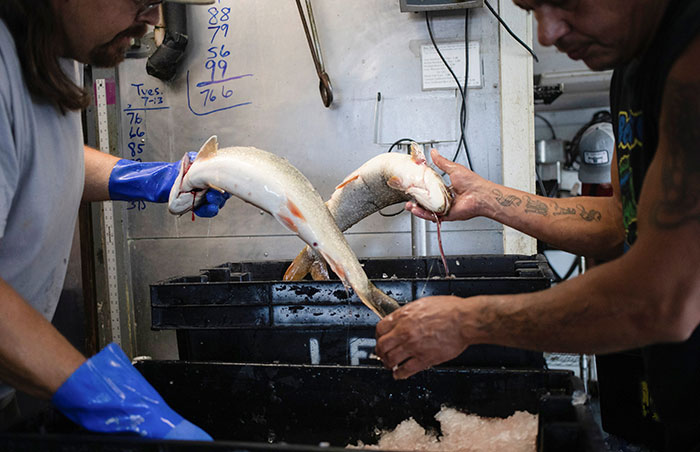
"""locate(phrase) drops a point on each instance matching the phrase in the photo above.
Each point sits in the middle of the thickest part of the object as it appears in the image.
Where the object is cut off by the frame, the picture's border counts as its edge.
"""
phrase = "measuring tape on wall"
(108, 217)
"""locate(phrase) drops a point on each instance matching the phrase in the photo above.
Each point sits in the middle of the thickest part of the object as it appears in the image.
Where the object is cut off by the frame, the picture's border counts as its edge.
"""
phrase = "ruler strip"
(108, 217)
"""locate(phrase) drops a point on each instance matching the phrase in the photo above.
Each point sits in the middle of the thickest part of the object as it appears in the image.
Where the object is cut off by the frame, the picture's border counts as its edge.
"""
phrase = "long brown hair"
(33, 25)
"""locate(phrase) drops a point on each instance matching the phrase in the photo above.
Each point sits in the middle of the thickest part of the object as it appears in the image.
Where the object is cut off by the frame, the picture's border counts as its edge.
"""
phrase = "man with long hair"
(45, 171)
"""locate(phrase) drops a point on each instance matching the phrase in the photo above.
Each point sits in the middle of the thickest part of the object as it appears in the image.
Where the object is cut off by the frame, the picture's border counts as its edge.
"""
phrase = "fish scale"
(271, 183)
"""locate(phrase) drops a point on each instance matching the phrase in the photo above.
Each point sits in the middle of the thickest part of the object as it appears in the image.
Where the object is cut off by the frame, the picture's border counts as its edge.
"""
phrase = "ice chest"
(244, 312)
(247, 406)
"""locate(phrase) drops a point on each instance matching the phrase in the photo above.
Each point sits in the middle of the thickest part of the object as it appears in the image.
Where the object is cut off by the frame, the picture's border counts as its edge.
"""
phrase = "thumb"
(441, 162)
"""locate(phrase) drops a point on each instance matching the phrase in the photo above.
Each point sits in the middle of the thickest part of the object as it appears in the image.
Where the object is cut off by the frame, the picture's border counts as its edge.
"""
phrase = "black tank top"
(673, 370)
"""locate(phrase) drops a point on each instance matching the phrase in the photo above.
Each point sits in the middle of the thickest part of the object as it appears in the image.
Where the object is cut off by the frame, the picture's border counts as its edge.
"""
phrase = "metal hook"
(324, 85)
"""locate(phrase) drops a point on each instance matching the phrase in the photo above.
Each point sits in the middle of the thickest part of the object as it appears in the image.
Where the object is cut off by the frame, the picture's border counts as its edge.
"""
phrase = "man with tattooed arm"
(648, 294)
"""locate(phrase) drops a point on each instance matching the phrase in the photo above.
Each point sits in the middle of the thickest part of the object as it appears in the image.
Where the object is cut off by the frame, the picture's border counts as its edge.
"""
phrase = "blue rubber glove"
(107, 394)
(151, 181)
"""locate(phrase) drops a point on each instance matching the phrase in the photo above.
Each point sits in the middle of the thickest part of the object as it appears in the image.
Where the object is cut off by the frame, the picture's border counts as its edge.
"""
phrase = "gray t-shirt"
(42, 173)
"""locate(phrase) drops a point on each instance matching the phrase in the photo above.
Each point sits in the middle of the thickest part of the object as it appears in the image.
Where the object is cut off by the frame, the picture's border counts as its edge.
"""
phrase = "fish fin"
(219, 189)
(300, 266)
(395, 183)
(319, 270)
(347, 181)
(337, 269)
(381, 303)
(417, 154)
(208, 149)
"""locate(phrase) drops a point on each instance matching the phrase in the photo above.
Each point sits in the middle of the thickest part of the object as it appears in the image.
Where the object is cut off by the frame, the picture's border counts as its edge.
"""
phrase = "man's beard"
(112, 53)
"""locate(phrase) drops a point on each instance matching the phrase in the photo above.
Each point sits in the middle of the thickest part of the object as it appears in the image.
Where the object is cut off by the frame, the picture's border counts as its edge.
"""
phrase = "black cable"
(459, 86)
(398, 142)
(549, 124)
(574, 264)
(505, 25)
(463, 107)
(543, 190)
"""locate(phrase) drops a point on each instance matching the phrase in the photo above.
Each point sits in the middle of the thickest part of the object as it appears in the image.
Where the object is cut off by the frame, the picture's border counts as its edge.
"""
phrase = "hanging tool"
(324, 84)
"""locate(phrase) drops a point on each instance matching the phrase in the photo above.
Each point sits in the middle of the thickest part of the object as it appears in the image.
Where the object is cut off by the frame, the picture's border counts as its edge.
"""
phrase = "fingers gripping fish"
(271, 183)
(380, 182)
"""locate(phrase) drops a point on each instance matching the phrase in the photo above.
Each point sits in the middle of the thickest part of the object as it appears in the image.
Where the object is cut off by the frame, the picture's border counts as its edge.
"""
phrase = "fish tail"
(319, 270)
(381, 303)
(300, 266)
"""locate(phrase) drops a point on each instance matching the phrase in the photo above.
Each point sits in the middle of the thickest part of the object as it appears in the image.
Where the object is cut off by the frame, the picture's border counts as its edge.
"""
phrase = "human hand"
(151, 181)
(421, 334)
(107, 394)
(467, 187)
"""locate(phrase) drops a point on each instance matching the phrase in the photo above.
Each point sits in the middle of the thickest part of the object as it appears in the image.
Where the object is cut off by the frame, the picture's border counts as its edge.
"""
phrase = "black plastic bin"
(298, 407)
(244, 312)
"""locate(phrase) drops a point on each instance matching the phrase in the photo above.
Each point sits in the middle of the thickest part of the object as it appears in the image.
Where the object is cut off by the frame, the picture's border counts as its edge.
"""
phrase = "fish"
(272, 184)
(382, 181)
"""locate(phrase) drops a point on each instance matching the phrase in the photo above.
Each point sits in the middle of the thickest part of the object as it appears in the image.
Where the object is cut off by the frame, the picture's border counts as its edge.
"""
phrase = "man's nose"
(550, 25)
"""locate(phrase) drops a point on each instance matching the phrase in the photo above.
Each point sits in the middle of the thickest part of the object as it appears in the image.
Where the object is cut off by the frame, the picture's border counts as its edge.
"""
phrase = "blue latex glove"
(107, 394)
(151, 181)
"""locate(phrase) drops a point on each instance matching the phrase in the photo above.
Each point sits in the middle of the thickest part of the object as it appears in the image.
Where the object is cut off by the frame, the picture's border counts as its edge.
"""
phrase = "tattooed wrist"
(506, 201)
(536, 206)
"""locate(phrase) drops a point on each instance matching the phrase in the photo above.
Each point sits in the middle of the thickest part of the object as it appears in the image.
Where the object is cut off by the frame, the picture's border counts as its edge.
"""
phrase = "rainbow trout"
(272, 184)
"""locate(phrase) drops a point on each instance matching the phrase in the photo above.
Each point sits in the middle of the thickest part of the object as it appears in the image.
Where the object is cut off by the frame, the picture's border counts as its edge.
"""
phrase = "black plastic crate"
(243, 312)
(298, 407)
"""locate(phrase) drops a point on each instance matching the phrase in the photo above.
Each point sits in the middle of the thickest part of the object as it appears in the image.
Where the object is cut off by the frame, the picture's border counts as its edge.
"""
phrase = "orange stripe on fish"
(295, 210)
(289, 223)
(347, 181)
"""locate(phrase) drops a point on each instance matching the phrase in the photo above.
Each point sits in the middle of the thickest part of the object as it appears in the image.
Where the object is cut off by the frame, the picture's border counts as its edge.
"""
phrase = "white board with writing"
(436, 75)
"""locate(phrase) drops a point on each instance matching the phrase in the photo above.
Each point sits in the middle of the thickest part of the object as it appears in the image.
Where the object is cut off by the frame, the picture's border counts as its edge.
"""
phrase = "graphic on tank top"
(630, 140)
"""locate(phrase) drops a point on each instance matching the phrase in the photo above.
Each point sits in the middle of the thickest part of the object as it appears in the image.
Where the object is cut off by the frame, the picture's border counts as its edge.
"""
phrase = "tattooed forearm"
(589, 215)
(536, 206)
(506, 201)
(563, 210)
(680, 172)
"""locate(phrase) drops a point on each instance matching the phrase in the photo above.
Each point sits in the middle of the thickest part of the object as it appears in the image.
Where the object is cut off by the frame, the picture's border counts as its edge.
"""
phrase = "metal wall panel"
(369, 47)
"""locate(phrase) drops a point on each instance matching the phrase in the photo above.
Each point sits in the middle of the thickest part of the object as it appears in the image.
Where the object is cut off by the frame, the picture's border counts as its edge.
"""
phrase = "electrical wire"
(462, 91)
(572, 150)
(574, 264)
(549, 124)
(510, 32)
(398, 142)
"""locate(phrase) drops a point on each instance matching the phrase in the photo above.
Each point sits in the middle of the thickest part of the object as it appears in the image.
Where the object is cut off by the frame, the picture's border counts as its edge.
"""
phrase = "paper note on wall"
(436, 75)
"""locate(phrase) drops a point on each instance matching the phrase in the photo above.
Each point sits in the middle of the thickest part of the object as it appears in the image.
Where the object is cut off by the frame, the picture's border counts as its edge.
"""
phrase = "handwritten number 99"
(212, 65)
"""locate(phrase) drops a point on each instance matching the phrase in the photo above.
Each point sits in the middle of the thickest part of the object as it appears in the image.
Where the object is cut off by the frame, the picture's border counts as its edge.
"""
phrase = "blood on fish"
(289, 223)
(347, 181)
(295, 210)
(194, 198)
(442, 252)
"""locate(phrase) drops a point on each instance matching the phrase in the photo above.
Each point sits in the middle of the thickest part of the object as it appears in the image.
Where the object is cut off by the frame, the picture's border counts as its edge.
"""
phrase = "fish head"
(423, 184)
(183, 196)
(431, 193)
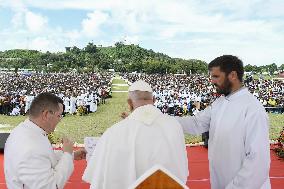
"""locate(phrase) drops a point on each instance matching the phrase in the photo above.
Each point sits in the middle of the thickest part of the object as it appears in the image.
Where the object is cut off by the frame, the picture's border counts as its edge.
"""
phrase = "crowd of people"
(237, 123)
(181, 95)
(81, 93)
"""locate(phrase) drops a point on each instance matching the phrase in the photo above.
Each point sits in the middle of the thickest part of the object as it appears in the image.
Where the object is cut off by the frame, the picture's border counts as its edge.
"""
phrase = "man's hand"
(124, 115)
(67, 145)
(80, 154)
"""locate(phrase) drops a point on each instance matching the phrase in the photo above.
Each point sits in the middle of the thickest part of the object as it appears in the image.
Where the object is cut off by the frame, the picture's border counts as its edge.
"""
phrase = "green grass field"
(94, 124)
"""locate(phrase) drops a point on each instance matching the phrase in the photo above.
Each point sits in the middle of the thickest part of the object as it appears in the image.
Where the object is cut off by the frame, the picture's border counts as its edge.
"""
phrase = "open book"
(158, 177)
(90, 144)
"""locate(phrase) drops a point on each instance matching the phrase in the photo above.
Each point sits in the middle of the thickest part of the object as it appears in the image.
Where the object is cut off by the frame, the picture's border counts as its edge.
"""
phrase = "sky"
(253, 30)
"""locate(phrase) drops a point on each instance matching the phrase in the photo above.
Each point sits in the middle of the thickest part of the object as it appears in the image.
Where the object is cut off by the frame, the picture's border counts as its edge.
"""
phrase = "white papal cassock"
(129, 148)
(239, 152)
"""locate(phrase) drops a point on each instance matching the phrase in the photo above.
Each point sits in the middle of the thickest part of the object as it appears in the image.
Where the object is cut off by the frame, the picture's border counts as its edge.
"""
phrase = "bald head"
(140, 94)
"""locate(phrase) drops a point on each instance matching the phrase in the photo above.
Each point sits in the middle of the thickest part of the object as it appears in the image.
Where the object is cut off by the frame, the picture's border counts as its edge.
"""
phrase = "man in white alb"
(29, 159)
(129, 148)
(239, 153)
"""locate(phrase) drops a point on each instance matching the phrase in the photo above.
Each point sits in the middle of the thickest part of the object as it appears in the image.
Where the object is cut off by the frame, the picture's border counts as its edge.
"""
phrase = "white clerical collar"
(146, 114)
(35, 127)
(236, 93)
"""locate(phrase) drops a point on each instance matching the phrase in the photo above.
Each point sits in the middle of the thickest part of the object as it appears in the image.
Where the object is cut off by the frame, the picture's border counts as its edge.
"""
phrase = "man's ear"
(233, 76)
(44, 115)
(154, 99)
(130, 104)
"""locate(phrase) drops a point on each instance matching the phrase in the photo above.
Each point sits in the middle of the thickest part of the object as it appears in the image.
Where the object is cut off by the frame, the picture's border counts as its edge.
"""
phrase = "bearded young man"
(239, 152)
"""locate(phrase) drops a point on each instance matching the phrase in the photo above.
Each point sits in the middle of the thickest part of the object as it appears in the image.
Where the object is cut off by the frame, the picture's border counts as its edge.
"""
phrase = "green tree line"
(120, 57)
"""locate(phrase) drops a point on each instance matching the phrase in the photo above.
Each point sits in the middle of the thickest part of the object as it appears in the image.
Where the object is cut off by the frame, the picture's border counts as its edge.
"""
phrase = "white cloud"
(204, 29)
(91, 25)
(35, 22)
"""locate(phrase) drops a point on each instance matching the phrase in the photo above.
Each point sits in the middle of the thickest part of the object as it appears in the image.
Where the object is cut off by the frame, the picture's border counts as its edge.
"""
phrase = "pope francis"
(129, 148)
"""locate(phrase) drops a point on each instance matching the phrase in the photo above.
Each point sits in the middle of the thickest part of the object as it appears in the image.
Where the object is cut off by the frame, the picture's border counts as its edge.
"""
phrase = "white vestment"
(239, 151)
(31, 163)
(125, 151)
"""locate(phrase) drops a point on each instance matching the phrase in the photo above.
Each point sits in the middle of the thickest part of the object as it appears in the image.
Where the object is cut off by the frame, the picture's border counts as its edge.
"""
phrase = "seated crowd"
(180, 95)
(81, 93)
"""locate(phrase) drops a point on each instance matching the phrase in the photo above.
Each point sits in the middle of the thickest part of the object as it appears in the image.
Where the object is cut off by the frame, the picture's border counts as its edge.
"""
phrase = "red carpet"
(198, 166)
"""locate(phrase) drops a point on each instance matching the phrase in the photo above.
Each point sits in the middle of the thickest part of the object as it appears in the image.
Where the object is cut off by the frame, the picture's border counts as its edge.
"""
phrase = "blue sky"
(253, 30)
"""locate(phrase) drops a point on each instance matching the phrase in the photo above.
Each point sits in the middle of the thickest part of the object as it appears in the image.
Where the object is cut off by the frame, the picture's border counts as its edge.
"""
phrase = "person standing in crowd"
(145, 138)
(29, 159)
(239, 151)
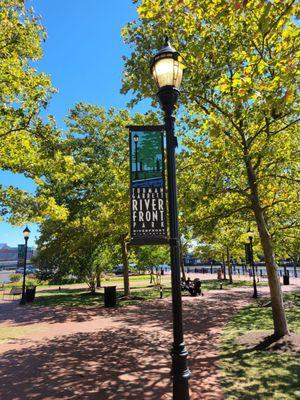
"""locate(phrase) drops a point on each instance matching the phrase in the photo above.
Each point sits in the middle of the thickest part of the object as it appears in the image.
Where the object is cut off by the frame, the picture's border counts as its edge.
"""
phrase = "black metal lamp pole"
(26, 234)
(250, 236)
(168, 81)
(136, 139)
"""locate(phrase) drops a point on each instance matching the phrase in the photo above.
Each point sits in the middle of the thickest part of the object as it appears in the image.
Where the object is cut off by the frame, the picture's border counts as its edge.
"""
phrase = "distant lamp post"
(26, 234)
(136, 139)
(167, 72)
(250, 237)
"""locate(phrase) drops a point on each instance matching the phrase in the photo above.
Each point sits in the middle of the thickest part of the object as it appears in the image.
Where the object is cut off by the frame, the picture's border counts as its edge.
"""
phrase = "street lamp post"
(167, 72)
(136, 139)
(26, 234)
(250, 237)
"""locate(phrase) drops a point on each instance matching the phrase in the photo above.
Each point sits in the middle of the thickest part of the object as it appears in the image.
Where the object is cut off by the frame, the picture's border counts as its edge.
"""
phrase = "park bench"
(14, 291)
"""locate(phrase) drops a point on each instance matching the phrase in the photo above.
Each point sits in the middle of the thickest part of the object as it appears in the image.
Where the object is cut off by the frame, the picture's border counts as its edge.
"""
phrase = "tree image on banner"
(240, 97)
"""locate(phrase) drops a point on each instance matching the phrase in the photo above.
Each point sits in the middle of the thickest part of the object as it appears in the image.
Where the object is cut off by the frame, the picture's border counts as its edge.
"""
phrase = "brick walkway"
(113, 354)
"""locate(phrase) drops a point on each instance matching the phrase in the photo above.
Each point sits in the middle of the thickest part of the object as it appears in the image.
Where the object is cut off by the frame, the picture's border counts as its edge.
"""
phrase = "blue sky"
(83, 57)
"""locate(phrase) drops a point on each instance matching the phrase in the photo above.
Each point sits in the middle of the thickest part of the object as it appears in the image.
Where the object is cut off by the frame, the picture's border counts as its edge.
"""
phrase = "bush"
(15, 277)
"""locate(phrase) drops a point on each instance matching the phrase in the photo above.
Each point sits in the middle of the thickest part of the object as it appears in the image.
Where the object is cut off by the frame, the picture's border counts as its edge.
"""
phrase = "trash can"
(110, 296)
(286, 279)
(30, 293)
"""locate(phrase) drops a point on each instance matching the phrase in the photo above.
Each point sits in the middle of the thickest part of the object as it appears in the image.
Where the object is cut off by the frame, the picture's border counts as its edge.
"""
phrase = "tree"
(240, 104)
(93, 188)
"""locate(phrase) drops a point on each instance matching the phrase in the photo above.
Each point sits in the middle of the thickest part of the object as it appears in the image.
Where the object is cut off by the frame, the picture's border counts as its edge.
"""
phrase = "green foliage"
(93, 189)
(240, 114)
(27, 145)
(15, 277)
(240, 104)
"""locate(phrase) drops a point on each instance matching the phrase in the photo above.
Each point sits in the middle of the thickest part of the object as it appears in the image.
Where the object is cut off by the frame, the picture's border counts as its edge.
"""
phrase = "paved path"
(113, 354)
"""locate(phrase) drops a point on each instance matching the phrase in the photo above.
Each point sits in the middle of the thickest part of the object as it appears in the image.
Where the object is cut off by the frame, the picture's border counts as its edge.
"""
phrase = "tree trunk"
(229, 264)
(182, 263)
(125, 268)
(224, 267)
(279, 318)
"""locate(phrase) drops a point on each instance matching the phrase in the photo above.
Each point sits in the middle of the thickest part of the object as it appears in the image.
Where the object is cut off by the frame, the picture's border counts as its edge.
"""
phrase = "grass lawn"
(259, 374)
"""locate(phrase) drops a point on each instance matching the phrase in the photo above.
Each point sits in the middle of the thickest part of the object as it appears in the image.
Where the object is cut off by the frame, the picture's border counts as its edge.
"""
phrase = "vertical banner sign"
(147, 185)
(248, 253)
(21, 255)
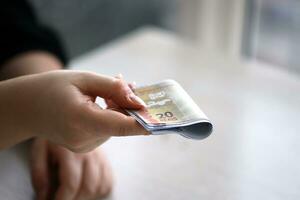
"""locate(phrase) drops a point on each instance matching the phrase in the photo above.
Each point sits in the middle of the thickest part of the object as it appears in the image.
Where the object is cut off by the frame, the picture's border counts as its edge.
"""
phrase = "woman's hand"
(59, 173)
(60, 106)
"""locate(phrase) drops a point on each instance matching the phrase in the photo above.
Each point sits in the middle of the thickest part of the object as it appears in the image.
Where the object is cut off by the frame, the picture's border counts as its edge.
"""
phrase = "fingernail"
(42, 194)
(137, 100)
(120, 76)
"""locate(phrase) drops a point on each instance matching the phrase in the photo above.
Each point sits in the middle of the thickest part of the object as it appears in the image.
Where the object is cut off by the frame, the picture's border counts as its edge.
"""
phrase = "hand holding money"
(60, 106)
(170, 110)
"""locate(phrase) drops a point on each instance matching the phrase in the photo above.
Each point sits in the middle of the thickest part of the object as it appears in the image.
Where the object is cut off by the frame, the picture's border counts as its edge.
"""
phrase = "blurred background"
(267, 30)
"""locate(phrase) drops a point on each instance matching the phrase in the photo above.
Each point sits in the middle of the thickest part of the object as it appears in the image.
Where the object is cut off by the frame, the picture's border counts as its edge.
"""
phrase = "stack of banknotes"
(171, 110)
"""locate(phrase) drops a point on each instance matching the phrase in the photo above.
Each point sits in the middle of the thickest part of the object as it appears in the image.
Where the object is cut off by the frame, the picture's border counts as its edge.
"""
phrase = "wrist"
(14, 112)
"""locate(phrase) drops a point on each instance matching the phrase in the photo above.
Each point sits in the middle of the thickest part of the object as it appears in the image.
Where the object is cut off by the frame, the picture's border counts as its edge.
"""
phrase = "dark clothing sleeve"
(21, 32)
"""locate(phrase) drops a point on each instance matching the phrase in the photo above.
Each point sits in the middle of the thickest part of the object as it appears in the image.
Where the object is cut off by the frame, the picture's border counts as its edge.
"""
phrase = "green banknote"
(171, 110)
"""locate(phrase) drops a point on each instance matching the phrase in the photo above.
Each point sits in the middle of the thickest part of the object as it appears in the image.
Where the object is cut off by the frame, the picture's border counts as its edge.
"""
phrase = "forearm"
(29, 63)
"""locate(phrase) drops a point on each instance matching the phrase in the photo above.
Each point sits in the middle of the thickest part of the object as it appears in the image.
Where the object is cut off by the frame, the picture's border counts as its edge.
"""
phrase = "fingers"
(39, 169)
(70, 174)
(90, 179)
(109, 88)
(112, 123)
(106, 182)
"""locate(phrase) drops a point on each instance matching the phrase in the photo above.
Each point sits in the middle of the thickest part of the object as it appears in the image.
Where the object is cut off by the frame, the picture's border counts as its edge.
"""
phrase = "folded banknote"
(170, 110)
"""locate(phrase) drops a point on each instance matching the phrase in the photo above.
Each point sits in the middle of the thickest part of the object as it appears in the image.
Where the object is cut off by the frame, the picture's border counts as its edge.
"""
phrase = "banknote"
(171, 110)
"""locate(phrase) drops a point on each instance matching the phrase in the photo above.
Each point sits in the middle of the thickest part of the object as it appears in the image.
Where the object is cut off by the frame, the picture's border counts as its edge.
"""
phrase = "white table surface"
(253, 152)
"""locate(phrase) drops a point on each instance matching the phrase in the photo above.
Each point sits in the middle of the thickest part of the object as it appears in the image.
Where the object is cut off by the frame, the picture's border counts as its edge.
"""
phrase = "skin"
(57, 110)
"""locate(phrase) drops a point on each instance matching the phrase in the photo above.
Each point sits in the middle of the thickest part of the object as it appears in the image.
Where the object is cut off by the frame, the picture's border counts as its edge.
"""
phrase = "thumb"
(39, 168)
(111, 88)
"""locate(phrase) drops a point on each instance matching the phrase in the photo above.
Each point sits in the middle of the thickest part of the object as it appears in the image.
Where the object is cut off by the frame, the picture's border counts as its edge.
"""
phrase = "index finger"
(112, 123)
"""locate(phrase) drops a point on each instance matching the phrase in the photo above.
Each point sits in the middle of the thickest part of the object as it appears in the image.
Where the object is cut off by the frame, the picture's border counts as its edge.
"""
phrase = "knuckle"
(38, 179)
(89, 189)
(71, 186)
(105, 190)
(122, 130)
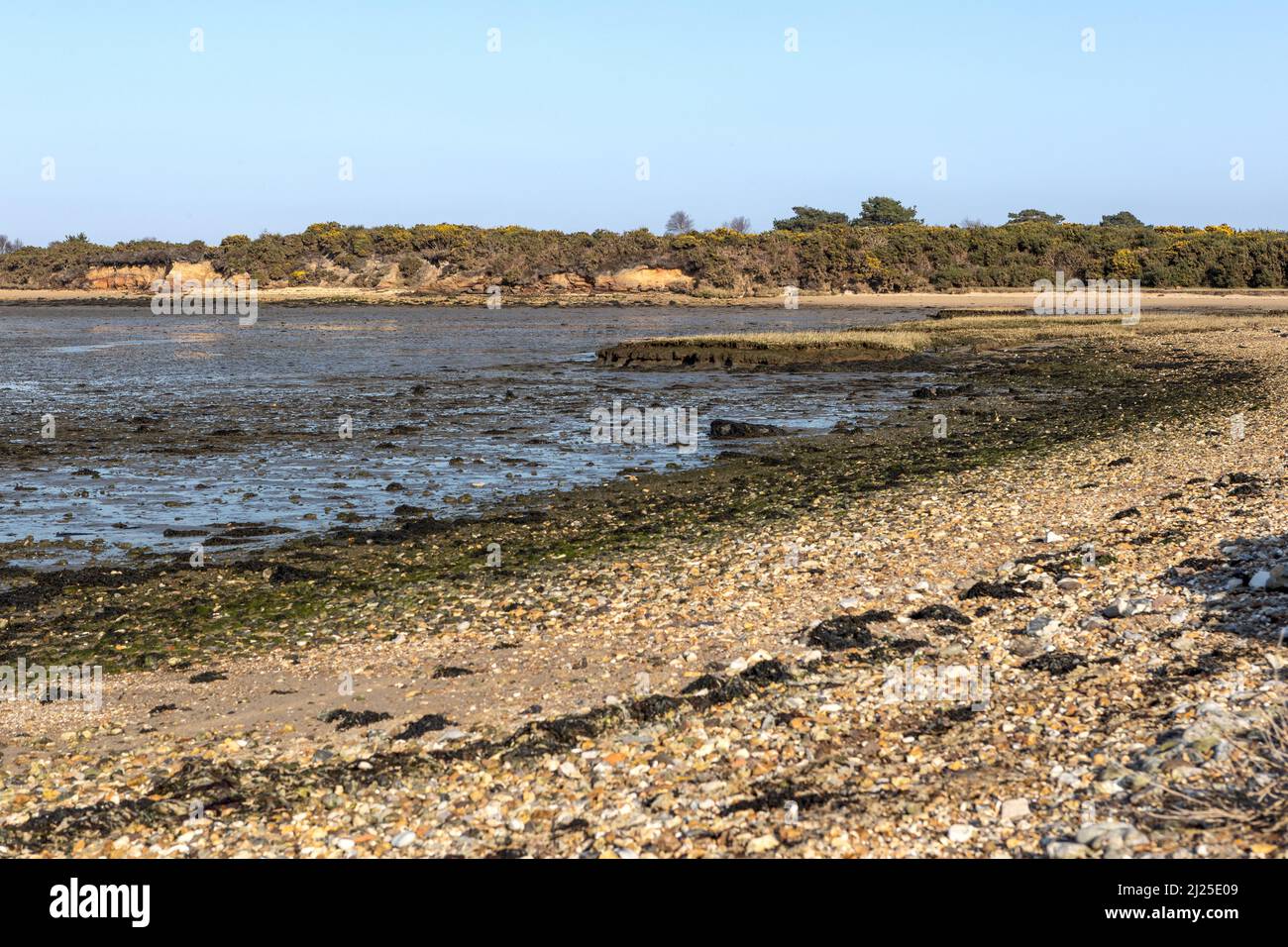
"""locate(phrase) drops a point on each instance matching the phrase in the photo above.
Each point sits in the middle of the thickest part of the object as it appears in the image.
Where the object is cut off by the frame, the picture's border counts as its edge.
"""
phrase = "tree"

#### Arbeitsauftrag:
Zeigen Sie jede Zeile oben, in der die Zeichenfolge „lamp“ vorkommt, vollständig und unverändert.

#### Lösung:
phrase = "black metal lamp pole"
phrase = "distant lamp post"
phrase = "street lamp post"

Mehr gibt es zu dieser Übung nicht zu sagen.